** GOAL OF THE EXERCISE **
How many lines in the material below contain the word "every", matching its case exactly? Reply with the number alone.

** RECORDS SUPPLIED **
───

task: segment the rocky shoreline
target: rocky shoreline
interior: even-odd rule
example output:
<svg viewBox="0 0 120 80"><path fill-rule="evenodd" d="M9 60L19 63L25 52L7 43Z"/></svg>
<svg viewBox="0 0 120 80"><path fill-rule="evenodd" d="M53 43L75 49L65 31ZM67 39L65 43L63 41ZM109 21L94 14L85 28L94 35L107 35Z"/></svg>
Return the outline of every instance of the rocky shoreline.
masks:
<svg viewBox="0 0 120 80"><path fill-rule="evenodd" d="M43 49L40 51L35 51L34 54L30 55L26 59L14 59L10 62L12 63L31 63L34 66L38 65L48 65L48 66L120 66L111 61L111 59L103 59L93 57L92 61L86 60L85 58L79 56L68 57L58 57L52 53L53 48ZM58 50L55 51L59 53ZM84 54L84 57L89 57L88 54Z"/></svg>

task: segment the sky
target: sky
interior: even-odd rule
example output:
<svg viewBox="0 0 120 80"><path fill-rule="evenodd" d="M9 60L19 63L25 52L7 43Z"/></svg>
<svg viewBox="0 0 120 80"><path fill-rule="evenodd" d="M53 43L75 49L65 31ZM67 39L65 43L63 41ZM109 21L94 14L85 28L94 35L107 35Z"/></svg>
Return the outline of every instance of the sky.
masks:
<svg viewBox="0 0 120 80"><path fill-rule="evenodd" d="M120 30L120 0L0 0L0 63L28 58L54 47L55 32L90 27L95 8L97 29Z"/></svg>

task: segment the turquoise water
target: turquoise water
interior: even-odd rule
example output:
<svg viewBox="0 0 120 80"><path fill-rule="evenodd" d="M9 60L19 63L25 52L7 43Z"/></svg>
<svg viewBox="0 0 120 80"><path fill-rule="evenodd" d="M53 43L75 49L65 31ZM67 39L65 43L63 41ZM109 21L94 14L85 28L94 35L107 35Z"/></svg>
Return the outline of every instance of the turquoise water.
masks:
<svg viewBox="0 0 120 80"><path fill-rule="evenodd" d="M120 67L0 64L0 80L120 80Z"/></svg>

───

** THE SOLUTION **
3